• [Text excerpt]:
==================================================

= Football Oscar =

Croatian football award

The Football Oscar (Nogometni Oscar) is an annual football award given by the Croatian Association Football Union and Sportske novosti since 2013. In the 2017 edition the award was renamed as Trophy Footballer (Trofej Nogometaš). It is awarded to the best football player, manager and goalkeeper playing in the Croatian First League. Also, it is awarded to the best overall Croatian player at the end of every season. The best 11 Prva HNL players of the season are also selected. The award is chosen by players and managers of the Croatian league clubs.

==================================================

• [Stored rows]:

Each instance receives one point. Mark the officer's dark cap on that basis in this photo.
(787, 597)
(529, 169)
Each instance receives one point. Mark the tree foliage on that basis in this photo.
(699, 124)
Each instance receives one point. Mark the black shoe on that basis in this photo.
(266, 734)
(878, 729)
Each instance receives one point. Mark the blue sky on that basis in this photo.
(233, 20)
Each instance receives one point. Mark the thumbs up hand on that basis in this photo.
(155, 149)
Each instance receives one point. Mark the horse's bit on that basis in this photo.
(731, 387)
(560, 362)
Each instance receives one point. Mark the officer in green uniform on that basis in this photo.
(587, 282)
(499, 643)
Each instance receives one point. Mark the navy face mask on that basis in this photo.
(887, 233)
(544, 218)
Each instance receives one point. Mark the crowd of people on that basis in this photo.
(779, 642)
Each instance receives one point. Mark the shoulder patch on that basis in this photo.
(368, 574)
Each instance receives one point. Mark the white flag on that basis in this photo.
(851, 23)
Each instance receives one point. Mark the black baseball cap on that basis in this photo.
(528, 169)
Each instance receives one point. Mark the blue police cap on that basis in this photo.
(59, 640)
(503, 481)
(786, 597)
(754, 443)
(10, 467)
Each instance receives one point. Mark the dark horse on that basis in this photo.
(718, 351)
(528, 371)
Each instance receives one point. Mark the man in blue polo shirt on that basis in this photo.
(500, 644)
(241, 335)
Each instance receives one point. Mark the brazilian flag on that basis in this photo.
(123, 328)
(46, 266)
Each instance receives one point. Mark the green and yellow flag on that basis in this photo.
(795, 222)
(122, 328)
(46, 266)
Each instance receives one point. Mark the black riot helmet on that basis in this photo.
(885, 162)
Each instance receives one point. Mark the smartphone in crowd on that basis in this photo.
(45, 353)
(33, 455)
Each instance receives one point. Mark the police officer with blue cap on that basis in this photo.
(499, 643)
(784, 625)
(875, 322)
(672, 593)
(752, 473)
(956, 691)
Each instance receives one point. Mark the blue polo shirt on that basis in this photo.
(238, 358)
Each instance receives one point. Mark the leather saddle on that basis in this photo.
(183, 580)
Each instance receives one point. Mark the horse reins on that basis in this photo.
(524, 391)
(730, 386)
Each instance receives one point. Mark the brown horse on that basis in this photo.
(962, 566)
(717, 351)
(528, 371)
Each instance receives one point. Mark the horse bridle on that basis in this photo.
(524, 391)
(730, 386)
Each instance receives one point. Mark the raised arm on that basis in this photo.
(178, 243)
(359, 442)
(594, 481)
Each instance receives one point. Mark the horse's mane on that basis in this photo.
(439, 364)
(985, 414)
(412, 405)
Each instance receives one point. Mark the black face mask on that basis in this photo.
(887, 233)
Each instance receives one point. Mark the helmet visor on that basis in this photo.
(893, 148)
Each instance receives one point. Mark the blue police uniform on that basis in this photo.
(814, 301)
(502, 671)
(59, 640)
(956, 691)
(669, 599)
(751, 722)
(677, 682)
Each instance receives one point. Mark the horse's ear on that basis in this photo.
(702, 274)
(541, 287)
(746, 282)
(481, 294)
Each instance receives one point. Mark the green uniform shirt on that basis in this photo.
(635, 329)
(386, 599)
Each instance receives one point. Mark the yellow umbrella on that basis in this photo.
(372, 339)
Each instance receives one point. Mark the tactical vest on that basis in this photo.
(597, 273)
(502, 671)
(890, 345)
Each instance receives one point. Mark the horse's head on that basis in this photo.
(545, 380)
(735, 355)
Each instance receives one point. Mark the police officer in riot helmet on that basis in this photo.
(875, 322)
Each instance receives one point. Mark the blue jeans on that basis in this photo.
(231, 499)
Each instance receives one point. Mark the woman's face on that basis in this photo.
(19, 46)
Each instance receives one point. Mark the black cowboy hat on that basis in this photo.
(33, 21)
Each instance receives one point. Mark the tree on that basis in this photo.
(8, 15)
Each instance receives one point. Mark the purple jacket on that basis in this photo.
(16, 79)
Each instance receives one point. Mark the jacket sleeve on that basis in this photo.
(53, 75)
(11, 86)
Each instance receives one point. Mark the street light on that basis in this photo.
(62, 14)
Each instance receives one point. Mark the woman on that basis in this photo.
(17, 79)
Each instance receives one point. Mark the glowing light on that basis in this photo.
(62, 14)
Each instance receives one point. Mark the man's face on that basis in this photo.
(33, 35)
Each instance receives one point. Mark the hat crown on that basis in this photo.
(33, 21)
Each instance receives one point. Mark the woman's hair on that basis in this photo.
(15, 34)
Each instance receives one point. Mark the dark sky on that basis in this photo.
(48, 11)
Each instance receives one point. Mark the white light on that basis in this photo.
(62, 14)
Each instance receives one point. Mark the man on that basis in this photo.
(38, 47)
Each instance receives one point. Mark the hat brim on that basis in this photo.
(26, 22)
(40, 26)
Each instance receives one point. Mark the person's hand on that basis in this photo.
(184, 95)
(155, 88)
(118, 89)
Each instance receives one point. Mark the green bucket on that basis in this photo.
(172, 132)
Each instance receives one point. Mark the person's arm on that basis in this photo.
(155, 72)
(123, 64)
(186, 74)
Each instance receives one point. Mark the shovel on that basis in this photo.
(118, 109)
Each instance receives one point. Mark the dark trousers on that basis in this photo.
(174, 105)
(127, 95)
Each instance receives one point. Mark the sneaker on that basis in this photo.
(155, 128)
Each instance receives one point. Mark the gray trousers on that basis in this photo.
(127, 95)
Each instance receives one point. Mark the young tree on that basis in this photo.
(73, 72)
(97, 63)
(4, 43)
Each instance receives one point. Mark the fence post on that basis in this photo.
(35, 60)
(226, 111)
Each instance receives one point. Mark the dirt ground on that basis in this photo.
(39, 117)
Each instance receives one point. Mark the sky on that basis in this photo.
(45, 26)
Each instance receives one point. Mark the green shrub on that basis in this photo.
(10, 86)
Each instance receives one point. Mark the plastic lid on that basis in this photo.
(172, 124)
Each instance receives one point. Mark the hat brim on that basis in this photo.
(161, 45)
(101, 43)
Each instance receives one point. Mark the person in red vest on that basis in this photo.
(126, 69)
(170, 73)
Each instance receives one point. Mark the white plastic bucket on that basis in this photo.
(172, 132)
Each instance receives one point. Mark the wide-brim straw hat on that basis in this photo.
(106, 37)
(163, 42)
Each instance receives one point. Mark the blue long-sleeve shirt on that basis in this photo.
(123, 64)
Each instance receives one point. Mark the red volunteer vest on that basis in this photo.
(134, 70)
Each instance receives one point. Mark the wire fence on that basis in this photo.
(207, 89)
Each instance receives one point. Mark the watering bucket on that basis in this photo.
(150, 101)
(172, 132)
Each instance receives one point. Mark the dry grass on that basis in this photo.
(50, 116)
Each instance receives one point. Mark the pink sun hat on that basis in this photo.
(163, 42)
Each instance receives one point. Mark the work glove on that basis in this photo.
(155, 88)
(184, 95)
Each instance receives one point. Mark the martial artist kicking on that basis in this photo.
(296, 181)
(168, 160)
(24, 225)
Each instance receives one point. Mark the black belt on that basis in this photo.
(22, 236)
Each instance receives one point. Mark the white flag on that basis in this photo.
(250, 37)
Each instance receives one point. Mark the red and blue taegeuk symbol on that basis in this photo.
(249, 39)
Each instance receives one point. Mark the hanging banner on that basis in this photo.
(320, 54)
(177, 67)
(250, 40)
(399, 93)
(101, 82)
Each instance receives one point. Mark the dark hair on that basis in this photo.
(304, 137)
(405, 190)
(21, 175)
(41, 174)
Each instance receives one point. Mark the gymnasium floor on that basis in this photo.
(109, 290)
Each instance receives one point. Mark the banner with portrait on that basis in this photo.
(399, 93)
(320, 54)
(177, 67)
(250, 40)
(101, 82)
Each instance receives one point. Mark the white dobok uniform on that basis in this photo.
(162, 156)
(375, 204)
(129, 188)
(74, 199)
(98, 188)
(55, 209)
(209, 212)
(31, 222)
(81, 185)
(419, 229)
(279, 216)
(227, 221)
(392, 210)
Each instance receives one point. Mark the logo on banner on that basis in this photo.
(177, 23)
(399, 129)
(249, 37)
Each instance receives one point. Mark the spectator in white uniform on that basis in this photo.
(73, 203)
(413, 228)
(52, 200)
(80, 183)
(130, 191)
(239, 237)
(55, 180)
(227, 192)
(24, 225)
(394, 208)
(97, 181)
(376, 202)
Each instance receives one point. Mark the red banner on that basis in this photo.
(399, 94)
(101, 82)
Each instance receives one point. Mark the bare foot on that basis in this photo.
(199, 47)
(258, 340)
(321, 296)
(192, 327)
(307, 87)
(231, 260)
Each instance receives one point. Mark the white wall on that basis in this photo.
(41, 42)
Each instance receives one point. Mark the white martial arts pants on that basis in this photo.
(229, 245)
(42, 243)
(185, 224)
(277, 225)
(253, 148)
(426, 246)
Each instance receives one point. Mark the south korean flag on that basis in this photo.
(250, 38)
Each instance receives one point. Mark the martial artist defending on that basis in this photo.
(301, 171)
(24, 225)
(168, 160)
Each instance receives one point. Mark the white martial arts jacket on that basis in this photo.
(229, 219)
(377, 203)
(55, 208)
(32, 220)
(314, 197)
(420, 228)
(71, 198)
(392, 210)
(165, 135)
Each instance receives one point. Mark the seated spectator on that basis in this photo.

==================================================

Render this sentence from the Football Oscar text into Spanish: "It is awarded to the best football player, manager and goalkeeper playing in the Croatian First League."

• [Expected answer]: Se otorga al mejor jugador de fútbol, entrenador y portero que juegan en la Primera Liga de Croacia.